### GOAL OF THE EXERCISE
Reproduce every line of the records, unchanged, from the line containing "point: shirt pocket" through the end of the records, including both the first and the last line.

### TASK INPUT
● ● ● ● ●
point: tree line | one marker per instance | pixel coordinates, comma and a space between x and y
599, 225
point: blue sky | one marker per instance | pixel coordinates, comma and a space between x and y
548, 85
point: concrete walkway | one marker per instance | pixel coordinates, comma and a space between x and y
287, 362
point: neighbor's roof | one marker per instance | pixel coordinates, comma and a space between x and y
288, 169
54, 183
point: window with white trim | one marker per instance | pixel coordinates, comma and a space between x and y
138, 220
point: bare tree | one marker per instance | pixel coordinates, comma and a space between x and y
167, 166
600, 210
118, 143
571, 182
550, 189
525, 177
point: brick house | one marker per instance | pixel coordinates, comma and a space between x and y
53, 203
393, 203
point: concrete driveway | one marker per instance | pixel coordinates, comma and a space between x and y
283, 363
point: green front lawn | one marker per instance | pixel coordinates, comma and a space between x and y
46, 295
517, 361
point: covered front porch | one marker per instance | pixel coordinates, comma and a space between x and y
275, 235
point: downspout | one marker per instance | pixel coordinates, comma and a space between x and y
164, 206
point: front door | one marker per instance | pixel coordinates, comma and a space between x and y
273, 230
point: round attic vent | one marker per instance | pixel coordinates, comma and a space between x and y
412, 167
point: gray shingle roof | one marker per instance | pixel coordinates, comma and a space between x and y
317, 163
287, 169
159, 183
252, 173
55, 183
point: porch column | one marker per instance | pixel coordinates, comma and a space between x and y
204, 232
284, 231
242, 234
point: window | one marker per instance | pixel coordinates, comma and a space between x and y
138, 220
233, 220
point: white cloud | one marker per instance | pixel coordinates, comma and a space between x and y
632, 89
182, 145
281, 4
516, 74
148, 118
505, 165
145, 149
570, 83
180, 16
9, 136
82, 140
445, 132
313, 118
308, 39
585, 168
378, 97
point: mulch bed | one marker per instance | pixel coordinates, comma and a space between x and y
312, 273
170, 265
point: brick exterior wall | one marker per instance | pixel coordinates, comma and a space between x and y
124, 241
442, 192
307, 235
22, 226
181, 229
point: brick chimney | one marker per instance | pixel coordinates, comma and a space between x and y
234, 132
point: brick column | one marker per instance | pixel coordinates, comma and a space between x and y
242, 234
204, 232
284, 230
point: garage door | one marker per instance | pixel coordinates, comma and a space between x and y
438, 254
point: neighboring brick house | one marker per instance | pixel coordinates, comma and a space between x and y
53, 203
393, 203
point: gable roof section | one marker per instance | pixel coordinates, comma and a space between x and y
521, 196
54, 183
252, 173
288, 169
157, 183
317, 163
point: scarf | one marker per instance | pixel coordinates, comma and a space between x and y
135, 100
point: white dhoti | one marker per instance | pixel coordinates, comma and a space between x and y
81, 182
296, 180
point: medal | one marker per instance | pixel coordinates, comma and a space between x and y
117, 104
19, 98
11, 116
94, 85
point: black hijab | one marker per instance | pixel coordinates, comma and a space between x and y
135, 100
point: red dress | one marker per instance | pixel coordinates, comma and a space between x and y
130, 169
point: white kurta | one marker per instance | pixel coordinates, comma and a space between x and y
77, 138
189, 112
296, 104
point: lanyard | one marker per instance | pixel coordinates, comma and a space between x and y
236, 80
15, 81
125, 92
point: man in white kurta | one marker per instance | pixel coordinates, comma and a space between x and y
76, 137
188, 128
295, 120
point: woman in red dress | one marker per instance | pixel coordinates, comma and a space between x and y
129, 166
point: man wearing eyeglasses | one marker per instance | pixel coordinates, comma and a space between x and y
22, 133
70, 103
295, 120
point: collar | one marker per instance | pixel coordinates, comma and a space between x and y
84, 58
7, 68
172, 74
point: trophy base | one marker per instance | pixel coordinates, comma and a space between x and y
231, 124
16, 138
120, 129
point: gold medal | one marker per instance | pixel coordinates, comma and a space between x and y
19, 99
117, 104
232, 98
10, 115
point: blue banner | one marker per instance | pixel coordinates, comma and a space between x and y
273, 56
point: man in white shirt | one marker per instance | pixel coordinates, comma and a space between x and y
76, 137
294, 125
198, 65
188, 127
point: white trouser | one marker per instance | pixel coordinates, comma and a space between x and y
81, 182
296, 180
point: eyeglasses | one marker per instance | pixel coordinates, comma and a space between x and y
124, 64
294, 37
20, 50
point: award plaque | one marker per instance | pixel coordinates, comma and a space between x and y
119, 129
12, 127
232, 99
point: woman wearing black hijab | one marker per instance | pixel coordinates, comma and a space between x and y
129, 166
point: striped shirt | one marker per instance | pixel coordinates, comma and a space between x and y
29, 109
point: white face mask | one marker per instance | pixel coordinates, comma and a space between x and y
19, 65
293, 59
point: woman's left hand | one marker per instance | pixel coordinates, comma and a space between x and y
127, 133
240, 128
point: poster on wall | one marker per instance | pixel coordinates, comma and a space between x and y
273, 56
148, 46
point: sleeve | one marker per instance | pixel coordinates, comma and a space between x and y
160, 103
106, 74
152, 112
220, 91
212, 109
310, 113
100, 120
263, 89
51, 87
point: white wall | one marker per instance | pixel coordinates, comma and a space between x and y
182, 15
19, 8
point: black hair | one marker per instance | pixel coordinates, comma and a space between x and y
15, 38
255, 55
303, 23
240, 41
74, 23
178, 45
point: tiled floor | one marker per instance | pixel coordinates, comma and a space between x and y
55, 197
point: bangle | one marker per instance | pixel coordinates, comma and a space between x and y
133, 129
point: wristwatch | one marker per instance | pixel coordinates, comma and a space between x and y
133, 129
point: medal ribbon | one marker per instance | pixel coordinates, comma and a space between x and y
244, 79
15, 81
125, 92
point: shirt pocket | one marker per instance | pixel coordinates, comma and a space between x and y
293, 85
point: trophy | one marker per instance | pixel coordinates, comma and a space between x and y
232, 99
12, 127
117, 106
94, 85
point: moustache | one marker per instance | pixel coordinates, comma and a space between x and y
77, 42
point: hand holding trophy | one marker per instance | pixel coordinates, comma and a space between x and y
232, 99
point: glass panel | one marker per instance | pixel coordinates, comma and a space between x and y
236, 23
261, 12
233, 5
● ● ● ● ●
### RESULT FOR THIS TASK
point: shirt pocket | one marker per instance | pixel coordinates, comma and a space between x and y
293, 85
point: trophy | one marker per instance | pixel coordinates, comma and a space between x and y
232, 99
12, 127
117, 106
94, 85
point: moustache | one marker per instance | pixel coordinates, comma and a space between x and y
77, 42
point: hand holding trophy | one marker per instance | pixel coordinates, comma and a space between x and y
232, 99
point: glass panel | one marker per instance | pixel coordinates, comma and a space between x and y
236, 23
261, 12
233, 5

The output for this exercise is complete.